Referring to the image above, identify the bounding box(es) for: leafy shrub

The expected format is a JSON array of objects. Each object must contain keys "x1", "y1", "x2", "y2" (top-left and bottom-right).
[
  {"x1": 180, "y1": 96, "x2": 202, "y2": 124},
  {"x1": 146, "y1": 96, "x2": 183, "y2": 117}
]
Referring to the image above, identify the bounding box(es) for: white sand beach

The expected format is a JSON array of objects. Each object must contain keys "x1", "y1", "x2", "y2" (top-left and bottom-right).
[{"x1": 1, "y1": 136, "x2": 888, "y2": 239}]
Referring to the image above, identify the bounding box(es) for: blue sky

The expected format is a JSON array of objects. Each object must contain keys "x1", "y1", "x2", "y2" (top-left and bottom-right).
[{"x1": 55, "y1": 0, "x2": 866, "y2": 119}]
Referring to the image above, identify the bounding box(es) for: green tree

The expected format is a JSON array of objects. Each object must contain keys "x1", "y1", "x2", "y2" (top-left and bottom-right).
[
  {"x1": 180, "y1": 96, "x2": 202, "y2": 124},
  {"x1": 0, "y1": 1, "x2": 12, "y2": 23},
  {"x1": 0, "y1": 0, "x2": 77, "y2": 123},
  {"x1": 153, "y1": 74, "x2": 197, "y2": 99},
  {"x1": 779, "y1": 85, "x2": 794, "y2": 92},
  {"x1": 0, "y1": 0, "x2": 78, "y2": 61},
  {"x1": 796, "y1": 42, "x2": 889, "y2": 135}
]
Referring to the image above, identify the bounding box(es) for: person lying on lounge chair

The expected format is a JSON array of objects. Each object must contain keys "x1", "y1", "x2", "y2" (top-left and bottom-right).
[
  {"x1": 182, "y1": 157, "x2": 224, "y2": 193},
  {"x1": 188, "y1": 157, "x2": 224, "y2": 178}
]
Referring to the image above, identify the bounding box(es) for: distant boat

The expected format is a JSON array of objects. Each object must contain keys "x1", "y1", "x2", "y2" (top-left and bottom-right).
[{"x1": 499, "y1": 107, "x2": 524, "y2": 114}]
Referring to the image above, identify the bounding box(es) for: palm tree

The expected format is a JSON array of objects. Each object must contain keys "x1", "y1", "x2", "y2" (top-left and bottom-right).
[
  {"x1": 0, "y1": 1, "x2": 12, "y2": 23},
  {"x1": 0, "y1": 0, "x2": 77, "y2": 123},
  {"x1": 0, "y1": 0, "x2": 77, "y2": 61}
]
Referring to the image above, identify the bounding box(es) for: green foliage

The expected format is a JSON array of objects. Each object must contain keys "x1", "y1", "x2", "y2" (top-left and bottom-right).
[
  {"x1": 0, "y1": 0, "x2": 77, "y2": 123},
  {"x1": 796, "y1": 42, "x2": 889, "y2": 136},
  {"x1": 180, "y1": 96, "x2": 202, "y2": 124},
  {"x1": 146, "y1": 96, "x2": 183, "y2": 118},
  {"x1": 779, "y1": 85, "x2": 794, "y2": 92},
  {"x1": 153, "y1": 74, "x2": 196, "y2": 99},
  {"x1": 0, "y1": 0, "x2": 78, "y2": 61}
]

-=-=-=-=-

From the listing, copy every line where the string "green" appears.

Referring to the image above, identify the bounding box(es) for: green tree
Referring to the image above, identify the bounding box(es) for: green foliage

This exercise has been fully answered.